● **Exercise aim**
Please update the part of the rows that opens with the line containing "the photo below." and closes with the line containing "Target: bare dirt patch", replacing "bare dirt patch" with "gravel patch" and leaving everything else unchanged. Give back only those lines, without the pictures.

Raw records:
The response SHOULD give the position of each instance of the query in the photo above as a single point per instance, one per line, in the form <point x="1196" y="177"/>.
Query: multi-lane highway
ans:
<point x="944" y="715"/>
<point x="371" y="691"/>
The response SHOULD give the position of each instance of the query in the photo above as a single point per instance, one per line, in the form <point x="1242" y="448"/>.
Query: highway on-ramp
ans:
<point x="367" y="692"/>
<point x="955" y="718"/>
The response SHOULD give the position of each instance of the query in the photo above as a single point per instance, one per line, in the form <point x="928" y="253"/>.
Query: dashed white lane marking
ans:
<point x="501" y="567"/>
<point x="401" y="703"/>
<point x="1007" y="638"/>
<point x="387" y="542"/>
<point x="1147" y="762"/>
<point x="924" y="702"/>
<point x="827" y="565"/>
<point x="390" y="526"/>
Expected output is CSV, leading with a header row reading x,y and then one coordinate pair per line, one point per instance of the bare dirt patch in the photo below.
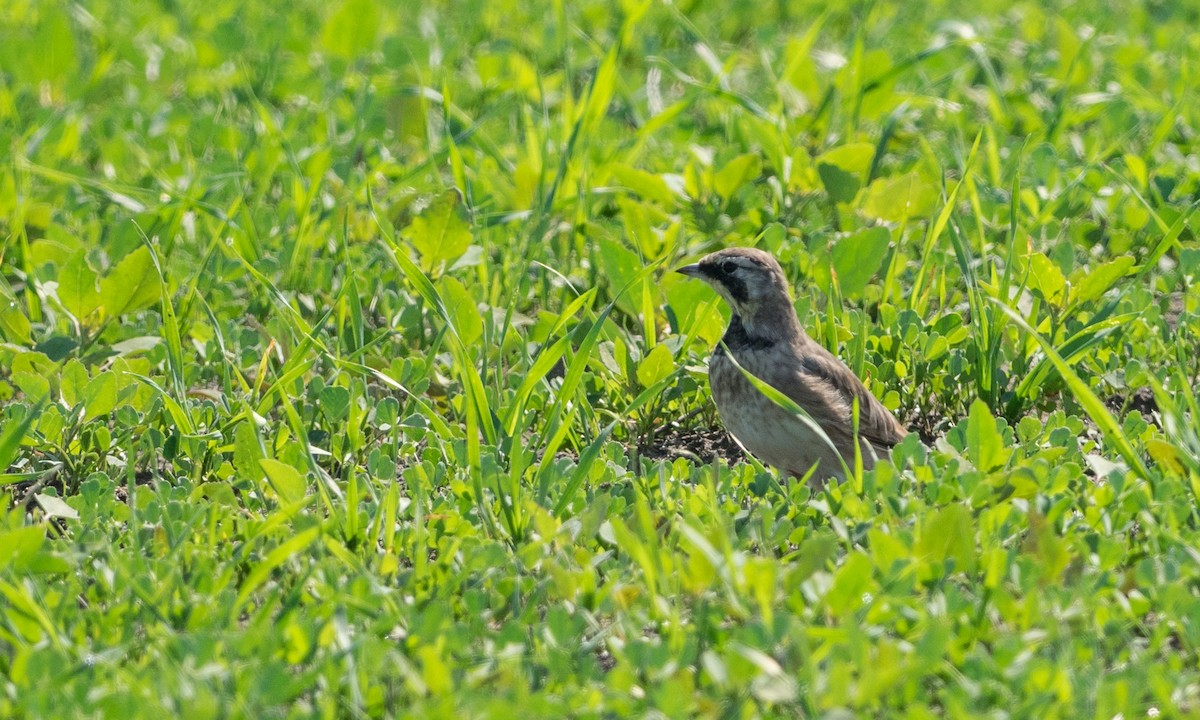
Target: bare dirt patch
--
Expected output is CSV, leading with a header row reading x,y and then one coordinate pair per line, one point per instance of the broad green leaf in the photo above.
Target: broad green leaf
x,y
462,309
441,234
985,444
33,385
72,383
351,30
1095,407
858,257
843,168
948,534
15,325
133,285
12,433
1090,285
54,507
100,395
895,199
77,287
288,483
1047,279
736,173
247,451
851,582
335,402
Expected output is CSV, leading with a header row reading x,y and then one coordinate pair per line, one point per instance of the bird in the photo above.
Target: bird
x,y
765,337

● **Final result**
Expected output is CSV, leading with a header row reading x,y and then one coordinate pair per line, one point per instance of the gravel patch in the photo below.
Target: gravel patch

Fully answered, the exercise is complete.